GOAL. In the post about corporate blog writing, how long has the writer worked as a marketer?

DOCUMENT PASSAGE.
As a professional blogger, I see a lot of different blogs, both small business and corporate. Some are good, some are terrible. Some are informative and engaging, some are daily commercials, some are stilted and formal. I can spot the blogs written by people who are passionate about their work, knowledgeable about their field, or exploring new knowledge.
I can also spot the ones that are written by marketing professionals, committees, and the legal department.

Blogging tends to make corporate types a little nervous
It’s not that I have anything against marketers (I’ve been one for over 16 years). And I don’t have anything against lawyers. (Committees, on the other hand. . .)
The problem is blogging has a different writing style, a different flow. In blogging, you don’t worry about being technically accurate, covering every contingency, option, variation, divergence, modification, and refinement, you just have to be right.
But the blogs I see by marketers, lawyers, and committees don’t have that spark. Everything is written like a legal brief, or it uses all the proper product/service names, instead of what customers actually call it. Or it has that lowest common denominator feel of the committee, where every phrase is scrutinized, and meetings are filled with statements like “should we say ‘rediscover’ or ‘redefine?’” and then discussed heatedly for 30 minutes. (“Why can’t we say ‘rediscover or redefine?’” “But what about people who have not discovered or defined it in the first place?”)
Marketing Copywriting and Legal Writing Are Not Good Blog Writing
Blogging is informal. It’s written like people speak. It has punch, emotion, spark, verve. Sentences start with “and.” Or appear incomplete. While grammar is (and should be) used, people are a little more loose with some of the grammar rules. That’s not to say a blogger gets to write like an illiterate scribbler. But rather, they don’t need to march in lockstep with the grammar rules our 7th grade teacher drummed into us.
A good blog has to capture the attention of the person reading it. It has to be well-written and interesting. Too often, corporate blogs are stiff, formal, and uninteresting. They’re literary yawn-fests that seem to want to drive away readers, not bring them in.
I recently read a pro athlete’s blog that was hosted on his team’s website. And I could tell right away — see how I just started that sentence with ‘and?’ — that he didn’t write it. Or at least he didn’t have the final edit. That’s because the author or editor didn’t use team nicknames, and they made sure to include sponsor names.

COLLECTED MATERIAL.
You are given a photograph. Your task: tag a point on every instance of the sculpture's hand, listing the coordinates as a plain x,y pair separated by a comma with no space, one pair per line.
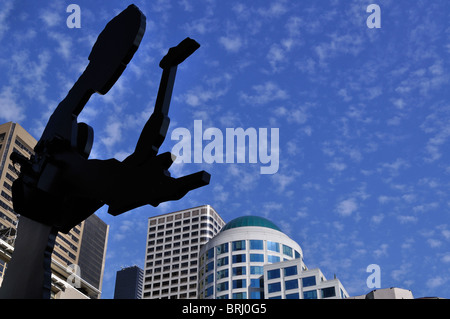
154,185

SOLUTION. Over 16 years.